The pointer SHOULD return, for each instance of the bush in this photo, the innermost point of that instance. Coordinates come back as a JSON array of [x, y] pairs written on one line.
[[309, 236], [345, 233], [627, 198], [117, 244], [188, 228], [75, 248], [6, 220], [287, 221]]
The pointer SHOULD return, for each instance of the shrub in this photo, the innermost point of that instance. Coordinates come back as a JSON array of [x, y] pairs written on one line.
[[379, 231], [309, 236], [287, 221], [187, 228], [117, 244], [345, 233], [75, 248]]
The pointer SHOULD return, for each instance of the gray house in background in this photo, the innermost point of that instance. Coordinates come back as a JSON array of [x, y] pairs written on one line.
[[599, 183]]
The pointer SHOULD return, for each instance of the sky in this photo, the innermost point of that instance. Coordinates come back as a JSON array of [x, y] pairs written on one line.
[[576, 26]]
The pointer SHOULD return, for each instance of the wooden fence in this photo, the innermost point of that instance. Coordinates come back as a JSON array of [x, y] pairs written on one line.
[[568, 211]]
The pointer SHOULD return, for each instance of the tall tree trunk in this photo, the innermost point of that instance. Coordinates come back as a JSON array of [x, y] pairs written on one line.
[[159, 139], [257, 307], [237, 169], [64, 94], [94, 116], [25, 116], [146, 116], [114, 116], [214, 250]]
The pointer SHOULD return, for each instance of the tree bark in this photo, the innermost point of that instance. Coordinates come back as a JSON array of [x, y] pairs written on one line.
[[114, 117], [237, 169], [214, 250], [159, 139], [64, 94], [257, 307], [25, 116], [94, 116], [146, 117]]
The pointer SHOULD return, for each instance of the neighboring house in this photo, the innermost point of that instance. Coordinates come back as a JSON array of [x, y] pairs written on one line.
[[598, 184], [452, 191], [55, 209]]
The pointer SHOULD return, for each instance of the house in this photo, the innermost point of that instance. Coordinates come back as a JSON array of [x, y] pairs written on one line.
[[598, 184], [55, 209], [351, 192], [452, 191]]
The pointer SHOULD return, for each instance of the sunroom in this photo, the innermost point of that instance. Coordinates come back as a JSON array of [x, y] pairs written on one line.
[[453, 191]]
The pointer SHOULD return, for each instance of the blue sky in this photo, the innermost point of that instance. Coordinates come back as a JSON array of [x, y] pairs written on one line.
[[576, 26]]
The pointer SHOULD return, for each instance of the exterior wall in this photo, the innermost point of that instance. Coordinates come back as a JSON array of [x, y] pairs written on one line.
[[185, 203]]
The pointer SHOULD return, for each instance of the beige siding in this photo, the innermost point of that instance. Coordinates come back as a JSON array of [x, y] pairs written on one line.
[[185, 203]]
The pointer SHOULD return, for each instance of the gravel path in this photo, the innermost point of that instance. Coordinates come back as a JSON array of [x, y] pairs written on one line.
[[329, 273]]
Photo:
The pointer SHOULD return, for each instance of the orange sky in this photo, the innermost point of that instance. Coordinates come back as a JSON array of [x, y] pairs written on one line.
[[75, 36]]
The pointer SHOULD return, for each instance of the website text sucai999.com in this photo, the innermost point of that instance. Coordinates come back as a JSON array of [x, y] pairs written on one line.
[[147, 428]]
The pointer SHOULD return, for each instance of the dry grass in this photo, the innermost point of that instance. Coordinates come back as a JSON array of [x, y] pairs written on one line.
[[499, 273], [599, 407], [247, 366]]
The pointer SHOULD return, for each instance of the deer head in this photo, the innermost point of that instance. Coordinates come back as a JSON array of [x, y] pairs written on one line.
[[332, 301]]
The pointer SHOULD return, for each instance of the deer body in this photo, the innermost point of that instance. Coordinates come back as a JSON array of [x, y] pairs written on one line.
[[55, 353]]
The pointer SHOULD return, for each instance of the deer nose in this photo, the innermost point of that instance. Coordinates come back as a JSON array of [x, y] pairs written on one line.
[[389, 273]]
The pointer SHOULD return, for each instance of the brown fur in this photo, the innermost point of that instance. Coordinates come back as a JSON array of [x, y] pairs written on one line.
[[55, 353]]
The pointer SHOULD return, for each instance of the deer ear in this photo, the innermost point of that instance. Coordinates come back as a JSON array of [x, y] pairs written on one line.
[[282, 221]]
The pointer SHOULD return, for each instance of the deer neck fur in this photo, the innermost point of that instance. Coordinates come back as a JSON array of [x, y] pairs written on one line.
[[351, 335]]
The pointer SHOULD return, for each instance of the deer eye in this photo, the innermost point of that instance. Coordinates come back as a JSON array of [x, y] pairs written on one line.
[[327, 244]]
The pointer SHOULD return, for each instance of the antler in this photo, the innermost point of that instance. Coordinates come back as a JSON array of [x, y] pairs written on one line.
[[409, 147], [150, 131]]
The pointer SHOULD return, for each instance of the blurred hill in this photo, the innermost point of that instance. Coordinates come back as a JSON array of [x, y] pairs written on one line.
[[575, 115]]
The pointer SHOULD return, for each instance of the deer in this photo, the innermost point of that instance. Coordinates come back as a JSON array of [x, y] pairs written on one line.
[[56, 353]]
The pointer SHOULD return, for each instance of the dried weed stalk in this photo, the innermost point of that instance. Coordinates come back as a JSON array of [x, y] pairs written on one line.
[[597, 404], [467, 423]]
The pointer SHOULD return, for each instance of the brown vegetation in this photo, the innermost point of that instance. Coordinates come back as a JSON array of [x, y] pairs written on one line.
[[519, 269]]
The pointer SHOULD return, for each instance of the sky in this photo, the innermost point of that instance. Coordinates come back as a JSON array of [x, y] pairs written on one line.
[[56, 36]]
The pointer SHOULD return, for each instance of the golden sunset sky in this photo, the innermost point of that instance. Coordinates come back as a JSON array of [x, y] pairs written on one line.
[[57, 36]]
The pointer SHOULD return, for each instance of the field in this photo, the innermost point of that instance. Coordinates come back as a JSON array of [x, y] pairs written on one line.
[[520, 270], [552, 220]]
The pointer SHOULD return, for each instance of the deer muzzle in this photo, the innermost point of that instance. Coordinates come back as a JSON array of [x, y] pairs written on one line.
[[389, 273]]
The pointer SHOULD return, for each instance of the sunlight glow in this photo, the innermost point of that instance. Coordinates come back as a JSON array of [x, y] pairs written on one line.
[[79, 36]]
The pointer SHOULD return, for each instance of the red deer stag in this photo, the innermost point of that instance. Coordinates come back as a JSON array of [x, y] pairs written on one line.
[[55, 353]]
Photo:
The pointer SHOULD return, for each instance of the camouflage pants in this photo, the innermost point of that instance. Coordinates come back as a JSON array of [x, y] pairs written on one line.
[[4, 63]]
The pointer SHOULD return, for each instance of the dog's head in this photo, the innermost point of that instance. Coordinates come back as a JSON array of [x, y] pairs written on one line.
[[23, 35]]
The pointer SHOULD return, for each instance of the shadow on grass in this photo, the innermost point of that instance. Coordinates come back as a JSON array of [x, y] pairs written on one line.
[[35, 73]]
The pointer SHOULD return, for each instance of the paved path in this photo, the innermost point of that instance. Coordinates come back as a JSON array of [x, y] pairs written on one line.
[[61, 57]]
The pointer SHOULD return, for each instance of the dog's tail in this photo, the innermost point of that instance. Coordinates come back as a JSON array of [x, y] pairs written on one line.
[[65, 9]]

-----

» **Problem requirements**: Rewrite every row above, substituting "central point" for each occurrence of "innermost point" and leaving everything else unchanged.

» **Response for this exercise**:
The pointer SHOULD return, for each instance of the bush in this photo, the central point of that instance. Coordinates come back as a JSON array of [x, y] pairs written on one line.
[[309, 236], [345, 233], [627, 198], [117, 244], [188, 228], [75, 248], [6, 220], [287, 221]]
The pointer SHOULD return, for each instance of the shrub in this photo, the central point of that instance. Coordinates come back as a JSON array of [x, y] pairs written on one line.
[[379, 231], [309, 236], [287, 221], [187, 228], [117, 244], [345, 233], [75, 248]]
The pointer SHOULD return, for each instance of the gray house in background in this photo, the central point of that instance. Coordinates come back as a JSON array of [x, y] pairs written on one line.
[[599, 183]]
The pointer SHOULD return, for each instance of the sky in this photo, the central point of that instance. Coordinates come back as a JSON array of [x, y] pairs written on one line.
[[576, 26]]
The pointer SHOULD return, for each instance of the wooden fence in this photo, the central point of that instance. Coordinates come back as a JSON array of [x, y] pairs written on one line.
[[568, 211]]
The pointer SHOULD return, for each instance of the tall tree trunk in this photo, the central point of that instance. Coordinates come back as a JSON array of [x, y] pairs written on one line.
[[159, 139], [257, 307], [237, 169], [64, 94], [94, 116], [25, 116], [146, 116], [114, 116], [214, 250]]
The pointer SHOULD return, for each instance of the tree bark in this photo, the central point of that instance. Coordinates come back as a JSON array of [x, y] pairs written on one line.
[[114, 117], [237, 169], [214, 250], [159, 139], [64, 94], [257, 307], [25, 116], [94, 116], [146, 117]]
The pointer SHOULD return, for each instance of the neighboring house in this photo, the central point of that instance. Coordinates come back as a JSON array of [x, y] pairs written on one line.
[[598, 184], [452, 191], [55, 209]]
The pointer SHOULD return, for each instance of the house in this photo, the central point of that instance. Coordinates come back as a JSON array of [x, y] pairs written on one line.
[[598, 184], [55, 209], [351, 192], [452, 191]]
The pointer SHOULD return, for each instance of the sunroom in this photo, the central point of that instance. Coordinates come back as a JSON array of [x, y] pairs written on one line.
[[453, 191]]
The pointer SHOULD return, for each instance of the blue sky in this photo, the central point of that instance. Coordinates come back as a JSON array of [x, y] pairs written on one line.
[[576, 26]]
The pointer SHOULD return, for each instance of the exterior wall in this photo, the central point of that instance. Coordinates come back as a JSON array of [x, y] pairs written on one line.
[[185, 203]]
The pointer SHOULD return, for each instance of the beige siding in this photo, the central point of that instance. Coordinates come back as a JSON array of [x, y] pairs written on one line.
[[185, 203]]
The pointer SHOULD return, for each instance of the gravel path in this photo, the central point of that instance. Coordinates come back as a JSON array of [x, y] pairs written on one line.
[[329, 273]]
Photo:
The pointer SHOULD return, for each instance of the orange sky in this photo, the central point of that instance. Coordinates come back as a JSON array of [x, y] pairs written on one line.
[[75, 36]]
The pointer SHOULD return, for each instance of the website text sucai999.com in this photo, the central point of that instance. Coordinates come back as a JSON array of [x, y] pairs written on one line.
[[147, 428]]
The pointer SHOULD return, for each instance of the dry grass in this photo, the central point of that instance. Coordinates come back as a JSON array of [x, y] pairs written on one line.
[[499, 273], [599, 407], [247, 366]]
The pointer SHOULD return, for each instance of the deer head in this photo, the central point of that instance. Coordinates come back as a JSON array of [x, y] pairs written on one line.
[[332, 301]]
The pointer SHOULD return, for each instance of the deer body in this photo, the central point of that instance. Coordinates come back as a JSON array of [x, y] pairs written on one line.
[[55, 353]]
The pointer SHOULD return, for each instance of the deer nose in this photo, the central point of that instance. Coordinates come back as a JSON array of [x, y] pairs written on one line.
[[389, 273]]
The pointer SHOULD return, for each instance of the brown fur in this photo, the central point of that instance. Coordinates come back as a JSON array of [x, y] pairs written on one line.
[[55, 353]]
The pointer SHOULD return, for each instance of the deer ear in this photo, the central point of that instance. Coordinates come back as a JSON array of [x, y] pairs written on one line.
[[282, 221]]
The pointer SHOULD return, for each instance of the deer neck fur in this photo, the central point of that instance. Coordinates come back as a JSON array of [x, y] pairs written on one line.
[[351, 335]]
The pointer SHOULD return, for each instance of the deer eye in this photo, the central point of that instance. Coordinates come back as a JSON array of [x, y] pairs written on one line.
[[327, 244]]
The pointer SHOULD return, for each instance of the antler in this photo, the central point of that instance. Coordinates come back as a JSON array of [x, y] pairs written on one line.
[[409, 147], [150, 131]]
The pointer SHOULD return, for each instance of the blurred hill in this photo, the central point of that instance. Coordinates come back as a JSON array of [x, y] pairs written on one line.
[[575, 115]]
The pointer SHOULD return, for each instance of the deer in this photo, the central point of that instance. Coordinates come back as a JSON array of [x, y] pairs written on one line.
[[56, 353]]
The pointer SHOULD return, for each instance of the dried weed stalk in this photo, the central point of that instance. Coordinates come back as a JSON array of [x, y] pairs written on one line.
[[597, 404], [467, 423]]
The pointer SHOULD return, for each instance of the brown vegetation in this photo, the central point of that instance. Coordinates come back as a JSON array of [x, y] pairs written on one line.
[[519, 269]]
The pointer SHOULD return, for each instance of the sky in this photo, the central point of that instance. Coordinates come back as a JSON array of [x, y] pairs written on one line.
[[56, 36]]
The pointer SHOULD return, for each instance of the golden sunset sky in this photo, the central point of that instance. Coordinates come back as a JSON array of [x, y] pairs written on one line.
[[57, 36]]
The pointer SHOULD return, for each instance of the field in this photo, the central point of that instance. Coordinates come back as a JSON array of [x, y] pairs written on one line.
[[520, 270], [552, 220]]
The pointer SHOULD return, for each instance of the deer muzzle in this photo, the central point of that instance. Coordinates come back as a JSON array of [x, y] pairs written on one line.
[[389, 273]]
The pointer SHOULD return, for each instance of the sunlight glow in this photo, the central point of that instance. Coordinates come back as a JSON array of [x, y] pairs written on one line.
[[79, 36]]
The pointer SHOULD return, for each instance of the red deer stag in this photo, the central point of that instance. Coordinates come back as a JSON array of [x, y] pairs written on one line.
[[55, 353]]
Photo:
The pointer SHOULD return, for each instance of the camouflage pants in this photo, the central point of that instance. Coordinates come back as a JSON array of [x, y] pairs written on one line.
[[4, 63]]
The pointer SHOULD return, for each instance of the dog's head in this photo, the central point of that instance. Coordinates come back as a JSON array of [x, y] pairs written on one line.
[[23, 35]]
The pointer SHOULD return, for each instance of the shadow on grass in this photo, the central point of that instance. Coordinates come back as a JSON array of [x, y] pairs written on one line.
[[35, 73]]
The pointer SHOULD return, for each instance of the paved path in this photo, the central point of that instance. Coordinates come back as a JSON array of [x, y] pairs written on one line.
[[61, 57]]
The pointer SHOULD return, for each instance of the dog's tail in this photo, the central point of that instance. Coordinates come back as a JSON array of [x, y] pairs written on one line.
[[65, 9]]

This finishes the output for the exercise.